#### GIVEN TEXT
####

Chunk size is not a solved problem. I’ve read a dozen different recommendations. The honest answer is that it depends on your documents and your use case. 512 tokens with overlap is a reasonable starting point. You’ll likely need to tune it.

Stale data will sneak up on you. The vector database reflects the state of your documents at the time they were ingested. If the docs change and you don’t re-ingest, the answers go stale. Build the refresh pipeline early, not as an afterthought.

Evaluation is genuinely hard. How do you know if your RAG pipeline is actually good? You need to measure retrieval quality (did you retrieve the right chunks?) and generation quality (is the answer faithful to what was retrieved?). RAGAS is the tool most people use for this. I’d set it up before you think you need it.

The Tools I’ve Been Looking At

I’m not going to pretend I’ve used all of these in depth. But based on what I’ve read and what I’ve experimented with:

For building the pipeline, LangChain and LlamaIndex are the two you’ll see everywhere. LangChain has the largest community and the most integrations. LlamaIndex is more focused specifically on the data and retrieval side, and the abstractions feel cleaner for RAG specifically. I’ve been using LlamaIndex for my POC and it’s the one I’d recommend starting with.

For vector storage, I started with Chroma because setup is almost trivially easy, great for local development and for learning the pattern without fighting infrastructure. I covered the broader landscape including Pinecone, Qdrant, Weaviate, and pgvector in Vector Databases Explained if you’re trying to make that call.

For evaluation, RAGAS. Metrics for context precision, recall, faithfulness, answer relevancy. Run it against your pipeline before you call anything done.

My starting point recommendation if you’re new to this: LlamaIndex + Chroma + RAGAS. Low friction, well documented, and you can swap parts as you understand what you actually need.

Let me show you

Before running the code, you need Ollama installed and two models pulled. That’s it, no API keys, no accounts, runs entirely on your machine.

# Install Ollama from https://ollama.com, then:
ollama pull llama3.2        # the LLM that generates the answer
ollama pull nomic-embed-text  # the embedding model

Then install the Python dependencies:

pip install llama-index llama-index-llms-ollama llama-index-embeddings-ollama llama-index-vector-stores-chroma chromadb

Here’s the full pipeline:

from llama_index.core import VectorStoreIndex, SimpleDirectoryReader, Settings
from llama_index.core.node_parser import SentenceSplitter
from llama_index.vector_stores.chroma import ChromaVectorStore
from llama_index.core import StorageContext
from llama_index.llms.ollama import Ollama
from llama_index.embeddings.ollama import OllamaEmbedding
import chromadb
 
# Point LlamaIndex at your local Ollama models
Settings.llm = Ollama(model="llama3.2", request_timeout=120.0)
Settings.embed_model = OllamaEmbedding(model_name="nomic-embed-text")
Settings.node_parser = SentenceSplitter(chunk_size=512, chunk_overlap=50)

####

#### YOUR OBJECTIVE
Please state which three tools the text on RAG pipelines recommends as a starting point for newcomers. The records are separate material, unrelated to the text on RAG pipelines.

Records in a dataset
####

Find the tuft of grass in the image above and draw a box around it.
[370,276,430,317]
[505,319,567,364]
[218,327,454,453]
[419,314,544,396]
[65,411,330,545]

####

#### SOLUTION TO THIS EXERCISE
LlamaIndex, Chroma, and RAGAS.